---- Data entries
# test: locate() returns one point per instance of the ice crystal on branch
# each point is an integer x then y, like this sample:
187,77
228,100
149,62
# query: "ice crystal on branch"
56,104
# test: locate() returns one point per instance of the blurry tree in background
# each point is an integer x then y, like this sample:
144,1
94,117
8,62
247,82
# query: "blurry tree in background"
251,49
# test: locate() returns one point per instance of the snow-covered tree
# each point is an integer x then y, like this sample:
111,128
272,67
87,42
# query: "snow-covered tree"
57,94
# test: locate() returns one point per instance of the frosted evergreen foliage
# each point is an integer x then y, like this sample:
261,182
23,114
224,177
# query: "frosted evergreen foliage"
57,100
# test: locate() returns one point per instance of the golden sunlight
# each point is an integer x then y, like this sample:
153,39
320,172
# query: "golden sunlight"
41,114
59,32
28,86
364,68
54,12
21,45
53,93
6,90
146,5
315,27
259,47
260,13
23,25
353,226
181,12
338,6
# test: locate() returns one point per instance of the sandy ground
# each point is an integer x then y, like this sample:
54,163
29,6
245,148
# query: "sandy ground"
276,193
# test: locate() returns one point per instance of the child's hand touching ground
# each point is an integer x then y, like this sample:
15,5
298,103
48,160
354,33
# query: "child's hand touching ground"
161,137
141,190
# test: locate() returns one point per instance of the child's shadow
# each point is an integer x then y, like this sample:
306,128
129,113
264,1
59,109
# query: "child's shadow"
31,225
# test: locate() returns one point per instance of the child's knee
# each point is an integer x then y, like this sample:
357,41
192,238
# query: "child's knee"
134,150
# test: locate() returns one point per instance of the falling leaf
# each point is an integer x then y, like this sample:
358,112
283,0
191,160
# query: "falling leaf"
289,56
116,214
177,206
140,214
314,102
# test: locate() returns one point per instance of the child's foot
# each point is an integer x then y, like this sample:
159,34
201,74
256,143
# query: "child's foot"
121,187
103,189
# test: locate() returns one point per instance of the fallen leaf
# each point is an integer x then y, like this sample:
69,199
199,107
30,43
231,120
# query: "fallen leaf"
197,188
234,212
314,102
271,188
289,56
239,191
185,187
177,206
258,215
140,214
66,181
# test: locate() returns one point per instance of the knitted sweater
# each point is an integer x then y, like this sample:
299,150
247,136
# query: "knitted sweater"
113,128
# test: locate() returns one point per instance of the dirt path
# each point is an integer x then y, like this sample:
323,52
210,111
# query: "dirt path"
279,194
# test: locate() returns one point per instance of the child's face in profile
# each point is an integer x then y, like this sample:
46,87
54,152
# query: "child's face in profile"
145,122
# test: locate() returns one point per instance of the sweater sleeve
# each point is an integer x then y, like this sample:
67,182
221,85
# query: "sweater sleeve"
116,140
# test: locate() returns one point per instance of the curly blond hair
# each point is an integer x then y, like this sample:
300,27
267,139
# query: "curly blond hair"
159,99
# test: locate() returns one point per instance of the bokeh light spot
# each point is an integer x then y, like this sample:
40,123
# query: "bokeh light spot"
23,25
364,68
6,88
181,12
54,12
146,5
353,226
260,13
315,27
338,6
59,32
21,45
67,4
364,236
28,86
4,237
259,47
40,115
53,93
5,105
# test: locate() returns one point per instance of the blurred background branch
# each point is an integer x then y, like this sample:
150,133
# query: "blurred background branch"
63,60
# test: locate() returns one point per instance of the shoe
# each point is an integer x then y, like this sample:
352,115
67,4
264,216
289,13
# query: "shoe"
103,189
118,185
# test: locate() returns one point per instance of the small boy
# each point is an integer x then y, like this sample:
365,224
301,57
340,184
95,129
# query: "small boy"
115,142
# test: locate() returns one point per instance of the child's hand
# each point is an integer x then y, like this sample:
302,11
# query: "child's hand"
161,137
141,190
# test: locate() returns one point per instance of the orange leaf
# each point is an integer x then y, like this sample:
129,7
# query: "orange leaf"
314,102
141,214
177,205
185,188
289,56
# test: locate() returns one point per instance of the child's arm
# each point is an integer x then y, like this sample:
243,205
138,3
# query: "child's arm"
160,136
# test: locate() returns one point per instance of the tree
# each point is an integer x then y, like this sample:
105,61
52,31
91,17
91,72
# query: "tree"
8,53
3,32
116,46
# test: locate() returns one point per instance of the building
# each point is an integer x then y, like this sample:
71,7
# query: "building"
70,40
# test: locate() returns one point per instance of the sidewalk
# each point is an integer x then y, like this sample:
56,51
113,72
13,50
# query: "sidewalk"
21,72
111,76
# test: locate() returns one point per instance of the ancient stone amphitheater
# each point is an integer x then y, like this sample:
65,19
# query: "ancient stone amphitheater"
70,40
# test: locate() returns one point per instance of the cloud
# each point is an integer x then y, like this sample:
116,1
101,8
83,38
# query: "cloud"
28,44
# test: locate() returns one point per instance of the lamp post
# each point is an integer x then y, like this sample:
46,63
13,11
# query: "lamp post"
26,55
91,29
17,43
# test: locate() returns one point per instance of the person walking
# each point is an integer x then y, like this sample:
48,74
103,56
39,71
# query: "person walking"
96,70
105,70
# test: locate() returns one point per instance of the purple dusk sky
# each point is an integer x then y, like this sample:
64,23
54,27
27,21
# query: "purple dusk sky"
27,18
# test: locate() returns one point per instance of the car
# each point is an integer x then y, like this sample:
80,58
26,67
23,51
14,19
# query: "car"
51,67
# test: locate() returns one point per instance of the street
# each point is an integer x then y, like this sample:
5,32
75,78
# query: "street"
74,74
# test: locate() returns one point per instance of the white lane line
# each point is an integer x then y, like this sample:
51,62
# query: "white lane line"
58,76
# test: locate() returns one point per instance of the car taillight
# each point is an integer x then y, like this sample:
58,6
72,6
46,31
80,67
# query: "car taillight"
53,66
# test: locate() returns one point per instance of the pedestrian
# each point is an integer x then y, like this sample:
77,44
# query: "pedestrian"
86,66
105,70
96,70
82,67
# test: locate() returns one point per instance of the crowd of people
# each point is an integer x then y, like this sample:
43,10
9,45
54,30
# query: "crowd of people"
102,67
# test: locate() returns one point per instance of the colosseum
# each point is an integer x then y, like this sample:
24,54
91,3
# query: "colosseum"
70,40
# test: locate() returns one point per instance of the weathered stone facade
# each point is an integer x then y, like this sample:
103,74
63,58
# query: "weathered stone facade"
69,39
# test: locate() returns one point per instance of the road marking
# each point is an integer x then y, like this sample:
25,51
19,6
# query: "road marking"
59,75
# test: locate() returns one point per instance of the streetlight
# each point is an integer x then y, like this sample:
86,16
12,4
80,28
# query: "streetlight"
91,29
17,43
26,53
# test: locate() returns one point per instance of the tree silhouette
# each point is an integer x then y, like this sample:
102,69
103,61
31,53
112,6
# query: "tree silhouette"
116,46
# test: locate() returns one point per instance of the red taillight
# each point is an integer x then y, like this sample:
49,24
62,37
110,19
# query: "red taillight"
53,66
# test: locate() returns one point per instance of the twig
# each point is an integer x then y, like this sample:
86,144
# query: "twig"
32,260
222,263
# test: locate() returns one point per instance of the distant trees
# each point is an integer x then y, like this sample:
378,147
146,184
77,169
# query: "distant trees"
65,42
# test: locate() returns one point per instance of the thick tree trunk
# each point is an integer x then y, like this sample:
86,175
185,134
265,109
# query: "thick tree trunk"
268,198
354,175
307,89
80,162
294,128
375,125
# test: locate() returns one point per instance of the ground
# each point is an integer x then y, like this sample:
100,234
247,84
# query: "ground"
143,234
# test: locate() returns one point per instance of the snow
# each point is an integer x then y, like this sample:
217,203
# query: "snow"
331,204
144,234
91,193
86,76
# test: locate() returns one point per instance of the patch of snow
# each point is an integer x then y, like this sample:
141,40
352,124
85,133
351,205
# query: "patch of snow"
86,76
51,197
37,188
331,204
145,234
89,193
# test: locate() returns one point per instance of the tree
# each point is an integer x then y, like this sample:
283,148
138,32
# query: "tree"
--------
• [Your task]
From the line that contains "# test: locate() returns one point per instance of the thick" to the last line of the material above, repeat every line exactly, keeping both the first and the last.

• [Output for this exercise]
# test: locate() returns one point per instance of the thick tree trunk
# each point is an integer x then y, like this sample:
86,175
185,134
265,109
# query: "thick tree trunk"
268,198
354,175
307,89
80,162
294,128
375,125
# test: locate() returns one point per instance of the ground
# each point is an integer x then y, like this sample:
100,234
247,84
# query: "ground"
143,234
# test: locate() returns one point per instance of the snow
# each point is an integer x then y, like this sample:
217,203
# query: "snow"
331,204
144,234
91,193
86,76
# test: locate() returns one point per instance of the patch of snow
# each point is an integer x then y, like this sample:
141,40
352,124
85,133
351,205
# query: "patch of snow"
86,76
51,197
37,188
331,204
145,234
89,193
# test: locate() returns one point per instance of the tree
# each point is an integer x then y, like this sample:
283,148
138,32
# query: "tree"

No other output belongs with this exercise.